→ **Task brief**
Shift every point coordinate, x and y alike, up by 128 in the rows between the one holding "Note: mark the road" and the one holding "(1045, 313)", inclusive. Reproduce all of those rows, including the note lines, which stay unchanged.

╔══

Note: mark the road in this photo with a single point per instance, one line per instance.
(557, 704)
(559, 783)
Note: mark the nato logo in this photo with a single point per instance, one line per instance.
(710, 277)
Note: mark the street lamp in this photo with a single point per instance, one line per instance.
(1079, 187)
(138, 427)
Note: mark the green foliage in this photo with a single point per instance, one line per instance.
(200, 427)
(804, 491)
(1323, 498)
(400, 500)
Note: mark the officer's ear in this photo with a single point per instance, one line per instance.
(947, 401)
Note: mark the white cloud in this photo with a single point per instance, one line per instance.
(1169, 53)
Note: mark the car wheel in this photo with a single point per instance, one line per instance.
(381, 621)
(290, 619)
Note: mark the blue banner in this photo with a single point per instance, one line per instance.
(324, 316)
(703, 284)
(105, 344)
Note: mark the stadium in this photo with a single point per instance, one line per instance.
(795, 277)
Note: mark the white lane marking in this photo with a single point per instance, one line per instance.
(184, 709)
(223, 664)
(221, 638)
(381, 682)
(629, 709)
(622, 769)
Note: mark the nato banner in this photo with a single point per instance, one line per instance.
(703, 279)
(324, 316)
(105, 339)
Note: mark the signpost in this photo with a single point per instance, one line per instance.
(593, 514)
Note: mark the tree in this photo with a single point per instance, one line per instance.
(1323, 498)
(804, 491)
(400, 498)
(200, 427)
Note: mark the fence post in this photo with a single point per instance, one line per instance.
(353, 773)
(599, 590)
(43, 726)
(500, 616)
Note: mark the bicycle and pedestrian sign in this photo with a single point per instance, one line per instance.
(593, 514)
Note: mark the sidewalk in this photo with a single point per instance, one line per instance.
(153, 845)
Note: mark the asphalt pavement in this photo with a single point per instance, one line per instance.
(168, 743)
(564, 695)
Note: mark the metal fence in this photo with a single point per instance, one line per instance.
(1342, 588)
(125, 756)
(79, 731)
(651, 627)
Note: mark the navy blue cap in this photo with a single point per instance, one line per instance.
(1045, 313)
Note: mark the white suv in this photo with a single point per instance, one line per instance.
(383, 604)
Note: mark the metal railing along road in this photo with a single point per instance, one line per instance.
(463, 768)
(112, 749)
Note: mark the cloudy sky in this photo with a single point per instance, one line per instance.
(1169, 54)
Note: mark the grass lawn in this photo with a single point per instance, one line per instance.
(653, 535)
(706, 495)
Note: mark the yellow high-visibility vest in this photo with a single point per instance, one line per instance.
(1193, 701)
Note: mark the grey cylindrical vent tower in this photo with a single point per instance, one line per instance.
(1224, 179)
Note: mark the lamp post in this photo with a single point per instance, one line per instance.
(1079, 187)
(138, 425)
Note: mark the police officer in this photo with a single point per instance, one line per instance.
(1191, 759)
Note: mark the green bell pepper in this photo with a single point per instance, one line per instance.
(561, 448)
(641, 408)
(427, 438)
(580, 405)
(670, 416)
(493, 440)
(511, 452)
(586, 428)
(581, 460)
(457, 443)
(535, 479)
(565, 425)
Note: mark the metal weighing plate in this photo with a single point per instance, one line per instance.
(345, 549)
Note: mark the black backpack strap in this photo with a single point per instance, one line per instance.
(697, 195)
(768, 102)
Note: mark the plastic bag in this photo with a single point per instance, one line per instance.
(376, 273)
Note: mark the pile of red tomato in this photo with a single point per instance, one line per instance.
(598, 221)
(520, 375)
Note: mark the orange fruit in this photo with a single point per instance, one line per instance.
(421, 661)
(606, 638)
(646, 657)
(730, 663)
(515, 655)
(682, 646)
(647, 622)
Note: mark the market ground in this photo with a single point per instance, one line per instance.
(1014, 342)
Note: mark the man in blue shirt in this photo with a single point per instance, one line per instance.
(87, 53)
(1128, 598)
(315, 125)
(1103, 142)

╚══
╔══

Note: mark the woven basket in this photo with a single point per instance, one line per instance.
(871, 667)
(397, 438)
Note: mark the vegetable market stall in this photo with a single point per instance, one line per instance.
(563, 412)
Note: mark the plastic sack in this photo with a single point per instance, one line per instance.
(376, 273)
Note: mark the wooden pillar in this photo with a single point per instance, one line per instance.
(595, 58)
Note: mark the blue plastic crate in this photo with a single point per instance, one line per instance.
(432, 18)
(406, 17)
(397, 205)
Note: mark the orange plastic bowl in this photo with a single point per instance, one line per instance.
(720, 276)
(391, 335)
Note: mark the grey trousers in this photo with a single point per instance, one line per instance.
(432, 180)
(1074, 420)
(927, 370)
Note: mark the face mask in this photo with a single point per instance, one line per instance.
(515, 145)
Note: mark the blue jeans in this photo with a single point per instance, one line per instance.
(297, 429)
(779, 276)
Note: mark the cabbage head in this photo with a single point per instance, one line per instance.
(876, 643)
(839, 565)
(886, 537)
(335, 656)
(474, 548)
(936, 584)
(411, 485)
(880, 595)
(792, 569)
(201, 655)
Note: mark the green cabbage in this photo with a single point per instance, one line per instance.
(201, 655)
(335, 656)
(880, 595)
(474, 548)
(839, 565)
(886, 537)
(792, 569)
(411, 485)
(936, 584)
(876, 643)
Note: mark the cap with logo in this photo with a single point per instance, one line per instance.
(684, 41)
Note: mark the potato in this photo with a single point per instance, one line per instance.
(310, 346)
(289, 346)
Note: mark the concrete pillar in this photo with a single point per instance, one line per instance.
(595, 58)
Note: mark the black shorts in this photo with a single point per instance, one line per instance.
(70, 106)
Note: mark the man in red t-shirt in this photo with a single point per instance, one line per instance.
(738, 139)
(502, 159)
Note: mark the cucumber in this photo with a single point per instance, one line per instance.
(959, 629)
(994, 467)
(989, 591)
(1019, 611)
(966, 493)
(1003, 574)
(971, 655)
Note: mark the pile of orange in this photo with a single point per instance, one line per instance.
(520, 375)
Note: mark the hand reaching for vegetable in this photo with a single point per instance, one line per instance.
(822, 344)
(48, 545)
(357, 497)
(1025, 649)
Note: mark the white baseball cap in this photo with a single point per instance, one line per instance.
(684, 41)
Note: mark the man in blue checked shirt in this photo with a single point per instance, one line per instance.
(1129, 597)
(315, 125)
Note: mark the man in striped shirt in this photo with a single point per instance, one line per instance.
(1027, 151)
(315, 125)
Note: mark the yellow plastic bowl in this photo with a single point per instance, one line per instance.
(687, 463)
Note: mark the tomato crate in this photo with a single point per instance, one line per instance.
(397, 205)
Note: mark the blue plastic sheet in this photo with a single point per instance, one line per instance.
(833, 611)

╚══

→ **Solution to this task**
Note: mark the road in this photo with a single point per instance, one line per instance.
(685, 832)
(687, 911)
Note: mark the nato logo in this photo with a single point per instance, one line per instance.
(838, 405)
Note: mark the street lamp in this photo with a single point per instance, one line per instance.
(1207, 315)
(266, 555)
Note: mark the green foliage in this photo with a single point per instance, one line per instance.
(328, 555)
(932, 619)
(1451, 626)
(528, 628)
Note: mark the officer's ear in this photo with a single point per instance, one line per instance.
(1075, 529)
Note: mark the white cloud in this photo with a single point per instance, one line per instance.
(1297, 181)
Note: mark the car wheel in this photo with a single point per instance, one line per instance.
(509, 749)
(418, 747)
Note: mark the blue banner in this photo with a single point per instance, one line per instance.
(452, 444)
(831, 412)
(233, 472)
Note: mark the stadium in this photo with a single point per instance, one line per instance.
(923, 405)
Note: mark the white lane marking in this photo with a single point per instance, one line per instance.
(312, 837)
(351, 792)
(349, 766)
(509, 810)
(757, 837)
(750, 897)
Note: mark the nato banner in this photo with a single point per instance, one line per instance.
(831, 407)
(452, 444)
(233, 467)
Note: mark the signpost in this photo with a single point per instance, one line per instance.
(721, 642)
Note: mark the tree in this photo with a single point per instance, one line per instance.
(1451, 626)
(932, 619)
(528, 626)
(328, 555)
Note: mark the fence post in this photo with a single point per instance, one line per instance.
(481, 901)
(727, 718)
(171, 854)
(628, 744)
Note: mark the bicycle and pedestrian sign in this photo with a single point per instance, one line per instance.
(721, 642)
Note: mark the sidewalk in this photo with a single point per instance, one line per instance.
(281, 973)
Note: mark the asphalt pavement in this photo with a single point per instance, one line per instance.
(296, 871)
(692, 823)
Note: mark the metal fence in this photo with a single point per instance, one line per instance.
(1470, 716)
(253, 884)
(207, 859)
(779, 755)
Note: mark the navy blue cap in this photo with a single point per instance, one line per instance.
(1173, 441)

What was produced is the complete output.